Stated goal.
Show every line of the records that contains the word "door", copying each one in full.

----

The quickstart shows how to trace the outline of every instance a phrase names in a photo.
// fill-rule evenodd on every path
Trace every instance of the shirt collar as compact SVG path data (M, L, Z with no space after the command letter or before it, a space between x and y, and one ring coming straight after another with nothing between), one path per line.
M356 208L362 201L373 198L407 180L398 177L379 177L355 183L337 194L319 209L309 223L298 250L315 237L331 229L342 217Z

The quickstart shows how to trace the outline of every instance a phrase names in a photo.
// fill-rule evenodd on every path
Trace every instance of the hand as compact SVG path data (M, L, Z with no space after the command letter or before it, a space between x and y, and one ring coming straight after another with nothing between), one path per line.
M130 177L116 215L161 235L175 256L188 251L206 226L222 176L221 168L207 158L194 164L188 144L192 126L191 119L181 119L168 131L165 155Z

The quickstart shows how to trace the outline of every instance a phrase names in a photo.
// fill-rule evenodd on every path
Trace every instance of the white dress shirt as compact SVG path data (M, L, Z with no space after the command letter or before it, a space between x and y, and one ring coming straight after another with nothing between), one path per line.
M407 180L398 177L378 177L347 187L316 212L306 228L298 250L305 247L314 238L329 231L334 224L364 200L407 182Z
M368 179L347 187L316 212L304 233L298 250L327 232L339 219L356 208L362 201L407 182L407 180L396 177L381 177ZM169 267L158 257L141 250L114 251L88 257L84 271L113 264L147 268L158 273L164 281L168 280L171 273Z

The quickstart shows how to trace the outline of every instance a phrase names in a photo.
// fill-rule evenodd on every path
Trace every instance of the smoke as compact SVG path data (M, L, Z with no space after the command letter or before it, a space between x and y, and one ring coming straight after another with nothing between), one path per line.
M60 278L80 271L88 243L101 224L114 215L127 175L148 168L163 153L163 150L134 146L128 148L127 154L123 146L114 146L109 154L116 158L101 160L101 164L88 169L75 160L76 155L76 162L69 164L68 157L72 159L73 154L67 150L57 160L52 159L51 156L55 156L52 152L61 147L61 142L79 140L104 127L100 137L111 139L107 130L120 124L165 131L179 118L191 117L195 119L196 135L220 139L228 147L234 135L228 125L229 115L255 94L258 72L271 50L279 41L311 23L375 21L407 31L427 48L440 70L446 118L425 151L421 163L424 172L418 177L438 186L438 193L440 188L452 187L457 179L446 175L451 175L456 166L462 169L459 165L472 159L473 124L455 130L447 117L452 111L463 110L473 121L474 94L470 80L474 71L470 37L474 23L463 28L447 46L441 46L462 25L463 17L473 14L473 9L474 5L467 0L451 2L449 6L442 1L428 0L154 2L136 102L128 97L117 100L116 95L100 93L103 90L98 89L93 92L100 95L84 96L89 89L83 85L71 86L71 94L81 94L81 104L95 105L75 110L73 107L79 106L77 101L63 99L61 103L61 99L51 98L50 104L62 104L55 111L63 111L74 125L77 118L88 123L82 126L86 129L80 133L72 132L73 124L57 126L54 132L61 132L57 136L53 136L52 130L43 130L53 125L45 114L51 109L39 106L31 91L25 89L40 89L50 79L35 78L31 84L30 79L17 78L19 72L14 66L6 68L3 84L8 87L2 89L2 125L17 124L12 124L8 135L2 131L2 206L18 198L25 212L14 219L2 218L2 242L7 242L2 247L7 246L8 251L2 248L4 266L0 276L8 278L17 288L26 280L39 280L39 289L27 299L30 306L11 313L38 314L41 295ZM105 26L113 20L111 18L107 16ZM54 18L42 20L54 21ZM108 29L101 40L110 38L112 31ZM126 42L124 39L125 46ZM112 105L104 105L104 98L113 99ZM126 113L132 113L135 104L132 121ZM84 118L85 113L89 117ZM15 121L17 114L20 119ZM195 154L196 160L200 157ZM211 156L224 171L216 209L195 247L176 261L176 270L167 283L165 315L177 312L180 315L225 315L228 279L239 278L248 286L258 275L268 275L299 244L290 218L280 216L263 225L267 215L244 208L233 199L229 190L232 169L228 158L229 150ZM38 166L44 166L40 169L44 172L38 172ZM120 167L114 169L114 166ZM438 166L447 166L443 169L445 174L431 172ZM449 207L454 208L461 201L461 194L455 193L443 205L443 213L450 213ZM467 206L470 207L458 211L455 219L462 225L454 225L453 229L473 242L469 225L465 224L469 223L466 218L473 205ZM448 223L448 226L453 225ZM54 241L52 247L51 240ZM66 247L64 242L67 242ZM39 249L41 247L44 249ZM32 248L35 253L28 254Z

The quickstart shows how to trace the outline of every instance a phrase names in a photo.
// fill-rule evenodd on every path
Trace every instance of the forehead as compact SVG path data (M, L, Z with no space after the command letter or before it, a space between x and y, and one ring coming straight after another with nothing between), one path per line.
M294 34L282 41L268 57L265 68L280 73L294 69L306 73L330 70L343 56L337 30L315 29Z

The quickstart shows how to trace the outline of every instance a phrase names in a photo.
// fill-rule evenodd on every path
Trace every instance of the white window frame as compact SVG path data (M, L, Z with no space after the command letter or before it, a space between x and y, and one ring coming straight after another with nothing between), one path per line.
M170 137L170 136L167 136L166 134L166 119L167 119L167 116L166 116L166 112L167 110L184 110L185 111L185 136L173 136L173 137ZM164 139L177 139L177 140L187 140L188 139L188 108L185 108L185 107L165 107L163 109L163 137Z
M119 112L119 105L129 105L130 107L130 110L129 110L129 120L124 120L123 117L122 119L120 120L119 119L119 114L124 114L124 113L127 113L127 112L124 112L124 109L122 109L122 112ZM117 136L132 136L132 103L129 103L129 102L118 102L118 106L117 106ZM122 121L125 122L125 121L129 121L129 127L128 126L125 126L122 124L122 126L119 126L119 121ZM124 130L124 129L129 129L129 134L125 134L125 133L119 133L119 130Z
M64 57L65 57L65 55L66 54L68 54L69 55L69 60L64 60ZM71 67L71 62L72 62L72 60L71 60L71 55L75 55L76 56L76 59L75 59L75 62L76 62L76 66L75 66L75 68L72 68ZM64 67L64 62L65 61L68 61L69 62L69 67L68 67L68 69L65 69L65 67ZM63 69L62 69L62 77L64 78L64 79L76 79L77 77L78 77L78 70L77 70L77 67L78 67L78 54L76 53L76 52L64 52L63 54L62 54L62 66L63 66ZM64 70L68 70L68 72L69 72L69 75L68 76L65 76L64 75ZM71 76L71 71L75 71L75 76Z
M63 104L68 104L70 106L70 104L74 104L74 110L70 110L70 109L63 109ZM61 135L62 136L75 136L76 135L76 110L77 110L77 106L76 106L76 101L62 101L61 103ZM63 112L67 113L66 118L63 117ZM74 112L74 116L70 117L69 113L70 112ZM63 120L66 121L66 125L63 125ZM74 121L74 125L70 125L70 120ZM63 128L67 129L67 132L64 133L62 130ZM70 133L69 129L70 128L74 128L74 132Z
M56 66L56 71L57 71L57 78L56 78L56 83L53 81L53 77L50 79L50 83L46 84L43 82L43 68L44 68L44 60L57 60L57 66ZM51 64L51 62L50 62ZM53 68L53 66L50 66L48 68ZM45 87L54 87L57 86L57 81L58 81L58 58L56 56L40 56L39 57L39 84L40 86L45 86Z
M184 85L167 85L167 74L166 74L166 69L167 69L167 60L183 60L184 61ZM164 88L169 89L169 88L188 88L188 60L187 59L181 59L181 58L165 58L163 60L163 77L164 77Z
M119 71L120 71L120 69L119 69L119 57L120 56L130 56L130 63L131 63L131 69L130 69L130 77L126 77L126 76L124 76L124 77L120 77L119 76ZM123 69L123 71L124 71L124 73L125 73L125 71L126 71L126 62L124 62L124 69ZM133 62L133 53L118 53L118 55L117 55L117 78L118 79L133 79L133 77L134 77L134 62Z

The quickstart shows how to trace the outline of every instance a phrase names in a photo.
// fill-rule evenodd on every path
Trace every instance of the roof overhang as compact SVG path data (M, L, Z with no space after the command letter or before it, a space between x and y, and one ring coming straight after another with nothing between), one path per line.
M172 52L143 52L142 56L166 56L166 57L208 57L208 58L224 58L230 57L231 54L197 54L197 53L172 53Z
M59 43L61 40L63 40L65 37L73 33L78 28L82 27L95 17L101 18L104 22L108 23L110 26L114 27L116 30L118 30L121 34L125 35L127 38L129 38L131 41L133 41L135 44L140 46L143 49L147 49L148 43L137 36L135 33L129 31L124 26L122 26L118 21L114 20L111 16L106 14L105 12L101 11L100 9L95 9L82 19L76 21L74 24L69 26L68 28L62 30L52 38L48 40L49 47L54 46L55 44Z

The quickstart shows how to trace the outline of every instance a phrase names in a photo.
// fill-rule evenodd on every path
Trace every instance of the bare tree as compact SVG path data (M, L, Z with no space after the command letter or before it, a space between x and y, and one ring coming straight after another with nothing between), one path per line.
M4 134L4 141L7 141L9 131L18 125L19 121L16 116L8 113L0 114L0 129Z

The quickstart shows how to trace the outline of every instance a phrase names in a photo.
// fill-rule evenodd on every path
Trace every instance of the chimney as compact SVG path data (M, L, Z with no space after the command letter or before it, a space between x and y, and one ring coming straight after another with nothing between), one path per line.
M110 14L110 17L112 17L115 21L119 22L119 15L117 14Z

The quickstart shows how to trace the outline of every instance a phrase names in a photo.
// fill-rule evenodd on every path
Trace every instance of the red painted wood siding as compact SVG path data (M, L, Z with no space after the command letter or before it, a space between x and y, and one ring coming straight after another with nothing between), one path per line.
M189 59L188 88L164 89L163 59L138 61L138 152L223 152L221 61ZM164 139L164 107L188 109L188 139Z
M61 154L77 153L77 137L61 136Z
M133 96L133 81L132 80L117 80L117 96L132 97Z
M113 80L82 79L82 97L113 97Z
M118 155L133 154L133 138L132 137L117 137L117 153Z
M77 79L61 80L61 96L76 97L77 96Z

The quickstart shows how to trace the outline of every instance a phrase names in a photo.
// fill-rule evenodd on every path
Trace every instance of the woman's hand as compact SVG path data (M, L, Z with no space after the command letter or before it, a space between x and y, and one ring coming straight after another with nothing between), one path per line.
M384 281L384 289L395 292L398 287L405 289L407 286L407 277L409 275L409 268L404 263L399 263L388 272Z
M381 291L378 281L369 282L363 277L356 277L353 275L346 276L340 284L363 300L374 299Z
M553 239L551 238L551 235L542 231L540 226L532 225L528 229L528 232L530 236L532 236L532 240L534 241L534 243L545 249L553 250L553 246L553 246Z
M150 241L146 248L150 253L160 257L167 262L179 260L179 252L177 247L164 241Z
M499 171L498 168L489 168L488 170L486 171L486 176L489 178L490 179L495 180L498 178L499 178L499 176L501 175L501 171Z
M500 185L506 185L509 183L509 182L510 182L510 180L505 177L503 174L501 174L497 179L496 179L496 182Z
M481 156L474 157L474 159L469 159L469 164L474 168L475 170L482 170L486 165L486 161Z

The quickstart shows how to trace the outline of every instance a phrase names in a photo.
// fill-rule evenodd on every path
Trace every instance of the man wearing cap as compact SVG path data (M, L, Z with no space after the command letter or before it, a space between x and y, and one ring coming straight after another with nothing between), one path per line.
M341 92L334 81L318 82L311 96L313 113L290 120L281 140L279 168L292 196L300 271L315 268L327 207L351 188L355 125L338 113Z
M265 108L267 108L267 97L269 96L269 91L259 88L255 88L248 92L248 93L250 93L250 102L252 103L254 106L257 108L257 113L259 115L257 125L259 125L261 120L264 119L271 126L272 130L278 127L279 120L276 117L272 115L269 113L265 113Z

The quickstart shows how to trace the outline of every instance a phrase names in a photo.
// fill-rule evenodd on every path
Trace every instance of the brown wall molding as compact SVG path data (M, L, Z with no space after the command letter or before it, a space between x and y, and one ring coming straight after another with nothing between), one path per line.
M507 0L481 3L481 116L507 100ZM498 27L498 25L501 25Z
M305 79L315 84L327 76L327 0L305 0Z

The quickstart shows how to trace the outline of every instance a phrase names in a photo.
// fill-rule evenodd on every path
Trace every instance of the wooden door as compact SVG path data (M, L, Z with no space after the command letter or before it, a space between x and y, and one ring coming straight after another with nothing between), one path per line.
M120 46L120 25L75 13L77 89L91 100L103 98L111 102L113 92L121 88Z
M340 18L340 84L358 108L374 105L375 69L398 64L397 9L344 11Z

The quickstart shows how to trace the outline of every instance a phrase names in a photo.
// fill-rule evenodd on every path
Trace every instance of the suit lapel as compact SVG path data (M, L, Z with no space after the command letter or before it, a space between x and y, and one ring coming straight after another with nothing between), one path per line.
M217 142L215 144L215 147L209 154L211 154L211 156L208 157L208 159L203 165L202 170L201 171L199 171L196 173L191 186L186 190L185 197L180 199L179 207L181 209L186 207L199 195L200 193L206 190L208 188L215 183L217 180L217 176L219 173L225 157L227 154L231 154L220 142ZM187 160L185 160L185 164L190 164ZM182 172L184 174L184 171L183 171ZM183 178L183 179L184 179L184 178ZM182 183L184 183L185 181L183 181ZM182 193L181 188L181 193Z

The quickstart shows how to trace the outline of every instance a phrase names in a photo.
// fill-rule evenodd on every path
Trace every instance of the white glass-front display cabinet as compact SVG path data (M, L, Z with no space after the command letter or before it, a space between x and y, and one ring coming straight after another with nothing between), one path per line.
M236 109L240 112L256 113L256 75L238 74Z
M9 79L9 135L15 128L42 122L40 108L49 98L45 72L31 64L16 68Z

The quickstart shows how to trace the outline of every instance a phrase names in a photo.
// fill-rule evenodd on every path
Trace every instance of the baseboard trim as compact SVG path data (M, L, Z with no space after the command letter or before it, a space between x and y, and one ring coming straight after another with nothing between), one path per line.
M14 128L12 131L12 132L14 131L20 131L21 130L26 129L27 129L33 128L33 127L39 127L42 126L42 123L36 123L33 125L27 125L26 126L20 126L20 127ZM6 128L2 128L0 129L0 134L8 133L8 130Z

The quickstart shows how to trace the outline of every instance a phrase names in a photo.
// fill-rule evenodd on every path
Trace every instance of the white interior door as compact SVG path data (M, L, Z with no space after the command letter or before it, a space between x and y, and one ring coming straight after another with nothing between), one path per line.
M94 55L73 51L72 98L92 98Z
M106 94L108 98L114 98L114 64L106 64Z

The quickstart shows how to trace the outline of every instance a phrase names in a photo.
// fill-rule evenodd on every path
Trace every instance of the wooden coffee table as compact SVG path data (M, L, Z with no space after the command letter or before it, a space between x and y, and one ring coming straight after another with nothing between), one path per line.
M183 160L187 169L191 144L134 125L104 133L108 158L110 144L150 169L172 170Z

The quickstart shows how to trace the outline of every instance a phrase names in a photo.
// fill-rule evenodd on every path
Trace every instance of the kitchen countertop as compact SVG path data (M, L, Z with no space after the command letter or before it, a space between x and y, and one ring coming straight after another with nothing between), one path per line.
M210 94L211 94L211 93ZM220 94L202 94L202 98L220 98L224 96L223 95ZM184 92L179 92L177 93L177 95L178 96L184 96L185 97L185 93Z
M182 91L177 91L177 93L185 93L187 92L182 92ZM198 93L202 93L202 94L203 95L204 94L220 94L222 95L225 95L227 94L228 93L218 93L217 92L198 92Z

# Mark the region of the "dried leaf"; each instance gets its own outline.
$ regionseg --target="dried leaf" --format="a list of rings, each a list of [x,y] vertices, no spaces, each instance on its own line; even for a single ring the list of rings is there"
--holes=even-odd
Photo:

----

Solved exercise.
Trace every instance of the wooden door as compact SVG path data (M, L, Z with no space after the command letter or before it, a space between x and y, and one ring coming straight after another with nothing between), one path per line.
Trace every instance of the white interior door as compact SVG path data (M, L, Z with no space after the command letter or before it, a space between x and y, and one ring coming straight after another with nothing between), one path per line.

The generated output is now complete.